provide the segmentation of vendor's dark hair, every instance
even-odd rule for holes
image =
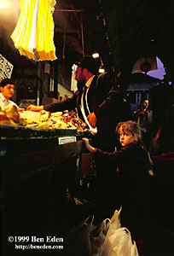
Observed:
[[[124,131],[130,132],[132,134],[137,134],[138,135],[138,142],[142,142],[142,131],[140,125],[134,121],[125,121],[125,122],[120,122],[117,125],[116,127],[116,133],[119,134],[120,128]]]
[[[0,86],[1,86],[1,87],[4,87],[4,86],[6,86],[8,84],[14,84],[14,82],[13,82],[11,79],[3,79],[3,81],[1,81]]]

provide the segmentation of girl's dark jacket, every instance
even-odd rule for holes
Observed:
[[[134,234],[142,225],[148,227],[153,214],[148,174],[152,164],[144,146],[131,143],[113,153],[97,148],[94,156],[102,163],[114,166],[116,183],[113,198],[122,206],[122,225]]]

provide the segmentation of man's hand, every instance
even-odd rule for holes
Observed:
[[[41,111],[43,109],[44,109],[44,106],[30,105],[26,108],[26,111]]]
[[[94,112],[89,114],[87,119],[89,120],[90,125],[92,126],[92,128],[95,128],[96,126],[97,118],[96,117]]]

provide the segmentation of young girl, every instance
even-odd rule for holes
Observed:
[[[91,147],[87,138],[83,140],[96,159],[115,167],[118,181],[114,200],[117,205],[119,202],[122,206],[121,224],[130,230],[132,238],[137,241],[149,232],[152,224],[148,177],[153,175],[153,165],[142,143],[141,128],[137,123],[119,123],[116,133],[122,148],[113,153]]]

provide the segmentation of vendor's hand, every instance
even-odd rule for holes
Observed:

■ What is expected ■
Print the part of the entries that opens with the line containing "provide the segmentation of young" and runs through the end of the entries, reproducing those lines exactly.

■ Exercise response ■
provide the segmentation of young girl, every instance
even-odd rule for holes
Observed:
[[[91,147],[87,138],[83,140],[96,159],[115,167],[118,181],[114,200],[117,205],[119,202],[122,206],[121,224],[130,230],[132,238],[137,241],[149,232],[152,224],[148,177],[153,175],[153,165],[142,143],[141,128],[137,123],[119,123],[116,133],[122,148],[113,153]]]

provide the segmentation of vendor's hand, every instance
even-odd rule for holes
Observed:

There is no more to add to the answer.